§ **Stated task 1**
Count the lines of the listing that contain the string "helmet", and give only the number.

§ **Extracted text**
Re: [PATCH v2] PCI/AER: Add support for reset of RCiEPs for APEI/Firmware first reporting only

From: Jonathan Cameron <Jonathan.Cameron@Huawei.com>
To: Sean V Kelley <sean.v.kelley@linux.intel.com>
Cc: <linux-pci@vger.kernel.org>,
	Kuppuswamy Sathyanarayanan 
	<sathyanarayanan.kuppuswamy@linux.intel.com>,
	Bjorn Helgaas <helgaas@kernel.org>,
	Lorenzo Pieralisi <lorenzo.pieralisi@arm.com>,
	<linuxarm@huawei.com>, <linux-acpi@vger.kernel.org>
Subject: Re: [PATCH v2] PCI/AER: Add support for reset of RCiEPs for APEI/Firmware first reporting only
Date: Fri, 26 Jun 2020 19:41:26 +0100	[thread overview]
Message-ID: <20200626194126.00007190@Huawei.com> (raw)
In-Reply-To: <02999929-39F5-4A11-AACA-84490F12E12B@linux.intel.com>

On Fri, 26 Jun 2020 09:29:34 -0700
Sean V Kelley <sean.v.kelley@linux.intel.com> wrote:

> Hi,
Hi,

Thanks for taking a look.

> 
> 
> On 22 Jun 2020, at 4:44, Jonathan Cameron wrote:
> 
> > Was previously: PCI/AER: Add partial initial supprot for RCiEPs using 
> > RCEC or
> > firmware first.
> >
> > Currently the kernel does not handle AER errors for Root Complex 
> > integrated
> > End Points (RCiEPs)[0].  These devices sit on a root bus within the 
> > Root Complex
> > (RC).  AER handling is performed by a Root Complex Event Collector 
> > (RCEC) [1]
> > which is a effectively a type of RCiEP on the same root bus.
> >
> > This code will only perform the correct reset flow for the case where 
> > there
> > is no need to take any actions on the RCEC because the firmware is
> > responsible for them.   This is true where APEI [2] is used to report 
> > the AER
> > errors via a GHES[v2] HEST entry [3] and relevant AER CPER record [4] 
> > and Firmware
> > First handling is in use.  
> 
> Right, in the case of the RCEC one identifies the RCiEPs by the RCiEP 
> bitmap as a part of the RCEC Associated Endpoint Extended Capabilities.  
> This ‘search’ so to speak would make use also of the RCEC Associated 
> Bus Numbers Register to associate the devices with an RCEC when not on 
> the same bus.

Ah. I'm afraid my access to recent specs is a bit limited at the moment.
I do have a draft 5.0 spec which has that in though so I now see what you mean.

Was introduced in Root Complex Event Collector Endpoint Association Extended
Capability version 2 in PCIe 5.0 I think.

> 
> >
> > As there is no current RCEC driver support, it should not be possible 
> > to get
> > to this code via any routes other than the one above. Hence 
> > appropriate RCEC
> > handling can be added when the RCEC driver support is ready.  
> 
> 
> >
> > The error handling is different from a normal PCIe End Point because:
> >
> > 1) There is no downstream port above an RCiEP as these devices sit on 
> > a root
> >    bus.
> >
> > 2) In general, it makes little sense to reset other devices on on the 
> > same
> >    root bus.  For error handling outside the of the root complex (RC)

§ **Input records**

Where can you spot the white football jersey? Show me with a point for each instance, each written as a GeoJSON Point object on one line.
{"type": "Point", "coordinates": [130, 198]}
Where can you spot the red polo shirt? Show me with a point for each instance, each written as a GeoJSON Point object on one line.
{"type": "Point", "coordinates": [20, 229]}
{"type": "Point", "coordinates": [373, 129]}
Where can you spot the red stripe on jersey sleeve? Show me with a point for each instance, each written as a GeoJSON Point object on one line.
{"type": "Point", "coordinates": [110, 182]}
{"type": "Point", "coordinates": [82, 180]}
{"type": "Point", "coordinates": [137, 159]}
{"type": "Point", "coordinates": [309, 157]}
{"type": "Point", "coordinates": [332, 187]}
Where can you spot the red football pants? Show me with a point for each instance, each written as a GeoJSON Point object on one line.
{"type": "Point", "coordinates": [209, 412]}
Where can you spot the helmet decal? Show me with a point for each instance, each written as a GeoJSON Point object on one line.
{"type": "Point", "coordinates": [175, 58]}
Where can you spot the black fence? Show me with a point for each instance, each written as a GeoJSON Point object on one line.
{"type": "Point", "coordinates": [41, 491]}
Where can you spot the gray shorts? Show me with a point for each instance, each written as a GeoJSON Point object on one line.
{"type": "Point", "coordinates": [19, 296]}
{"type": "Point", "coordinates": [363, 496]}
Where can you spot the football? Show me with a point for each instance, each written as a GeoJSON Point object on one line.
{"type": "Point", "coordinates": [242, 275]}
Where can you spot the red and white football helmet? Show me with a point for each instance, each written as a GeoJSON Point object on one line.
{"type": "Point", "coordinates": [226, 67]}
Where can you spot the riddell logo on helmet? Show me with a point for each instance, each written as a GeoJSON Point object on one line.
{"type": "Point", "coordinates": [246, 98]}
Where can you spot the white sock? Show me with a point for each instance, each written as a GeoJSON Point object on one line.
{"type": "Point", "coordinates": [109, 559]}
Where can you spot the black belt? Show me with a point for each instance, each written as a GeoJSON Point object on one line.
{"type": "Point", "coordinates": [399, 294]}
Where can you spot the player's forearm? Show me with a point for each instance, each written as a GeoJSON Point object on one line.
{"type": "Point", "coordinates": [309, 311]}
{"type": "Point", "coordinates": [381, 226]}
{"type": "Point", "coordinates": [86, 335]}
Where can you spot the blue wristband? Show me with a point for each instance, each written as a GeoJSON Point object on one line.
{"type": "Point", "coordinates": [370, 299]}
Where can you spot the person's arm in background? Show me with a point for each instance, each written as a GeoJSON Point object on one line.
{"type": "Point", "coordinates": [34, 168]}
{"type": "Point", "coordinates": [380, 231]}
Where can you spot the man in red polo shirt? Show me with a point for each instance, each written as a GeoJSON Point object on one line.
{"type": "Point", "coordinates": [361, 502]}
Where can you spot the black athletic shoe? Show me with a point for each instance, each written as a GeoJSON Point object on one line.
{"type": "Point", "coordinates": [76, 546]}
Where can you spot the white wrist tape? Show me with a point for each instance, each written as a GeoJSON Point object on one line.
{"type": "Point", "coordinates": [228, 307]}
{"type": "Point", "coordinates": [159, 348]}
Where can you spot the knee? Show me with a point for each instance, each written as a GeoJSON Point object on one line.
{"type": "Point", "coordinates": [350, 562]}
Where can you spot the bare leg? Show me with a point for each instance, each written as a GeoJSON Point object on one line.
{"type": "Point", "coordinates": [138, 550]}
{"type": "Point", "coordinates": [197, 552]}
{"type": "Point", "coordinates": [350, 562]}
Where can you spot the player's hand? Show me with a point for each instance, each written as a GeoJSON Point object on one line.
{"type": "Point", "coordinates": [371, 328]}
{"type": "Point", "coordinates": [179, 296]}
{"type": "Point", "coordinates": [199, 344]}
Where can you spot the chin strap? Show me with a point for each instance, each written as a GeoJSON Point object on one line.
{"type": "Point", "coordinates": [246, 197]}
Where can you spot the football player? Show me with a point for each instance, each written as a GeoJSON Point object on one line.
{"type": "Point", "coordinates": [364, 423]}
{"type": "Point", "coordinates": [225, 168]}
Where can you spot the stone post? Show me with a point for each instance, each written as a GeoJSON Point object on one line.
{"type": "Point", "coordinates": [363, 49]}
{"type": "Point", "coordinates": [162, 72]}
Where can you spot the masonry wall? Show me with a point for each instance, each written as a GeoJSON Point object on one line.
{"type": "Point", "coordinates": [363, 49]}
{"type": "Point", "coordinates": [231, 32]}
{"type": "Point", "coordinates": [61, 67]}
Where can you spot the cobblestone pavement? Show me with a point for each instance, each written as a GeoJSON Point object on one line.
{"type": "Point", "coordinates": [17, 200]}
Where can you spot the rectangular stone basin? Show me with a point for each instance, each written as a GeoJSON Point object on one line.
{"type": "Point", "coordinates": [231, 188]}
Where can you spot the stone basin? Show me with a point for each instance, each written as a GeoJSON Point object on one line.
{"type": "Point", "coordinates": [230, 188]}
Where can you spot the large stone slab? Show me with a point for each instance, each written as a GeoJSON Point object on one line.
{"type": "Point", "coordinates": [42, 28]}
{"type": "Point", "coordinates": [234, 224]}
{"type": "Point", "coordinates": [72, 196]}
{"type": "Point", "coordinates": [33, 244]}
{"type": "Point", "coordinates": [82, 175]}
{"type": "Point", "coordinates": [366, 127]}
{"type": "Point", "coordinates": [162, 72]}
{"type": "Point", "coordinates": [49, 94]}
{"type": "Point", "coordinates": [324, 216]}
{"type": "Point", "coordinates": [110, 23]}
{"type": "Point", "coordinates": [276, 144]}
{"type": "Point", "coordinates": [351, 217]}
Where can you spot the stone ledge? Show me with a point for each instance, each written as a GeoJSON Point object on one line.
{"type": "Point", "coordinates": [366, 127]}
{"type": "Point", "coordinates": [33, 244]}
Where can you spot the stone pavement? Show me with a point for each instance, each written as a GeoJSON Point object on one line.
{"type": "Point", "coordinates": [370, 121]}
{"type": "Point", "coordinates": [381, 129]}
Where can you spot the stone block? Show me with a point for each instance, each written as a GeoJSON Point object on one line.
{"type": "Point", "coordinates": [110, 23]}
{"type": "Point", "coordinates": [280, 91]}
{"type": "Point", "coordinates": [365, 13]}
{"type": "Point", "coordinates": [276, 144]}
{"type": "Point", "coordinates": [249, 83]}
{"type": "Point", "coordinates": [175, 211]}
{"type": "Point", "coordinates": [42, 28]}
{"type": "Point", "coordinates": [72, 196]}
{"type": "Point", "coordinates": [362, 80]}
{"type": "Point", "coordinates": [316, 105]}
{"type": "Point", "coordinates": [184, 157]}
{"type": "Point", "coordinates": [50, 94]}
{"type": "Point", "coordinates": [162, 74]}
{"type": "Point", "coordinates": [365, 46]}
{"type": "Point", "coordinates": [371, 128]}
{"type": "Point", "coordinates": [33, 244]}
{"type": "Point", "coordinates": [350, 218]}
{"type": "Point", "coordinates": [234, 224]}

§ **Stated task 2**
In the PCI/AER patch discussion above, what reason does point 1 give for RCiEP error handling differing from that of a normal PCIe End Point? Answer in one to three sentences.

§ **Finished answer 1**
3

§ **Finished answer 2**
There is no downstream port above an RCiEP, because these devices sit on a root bus within the Root Complex.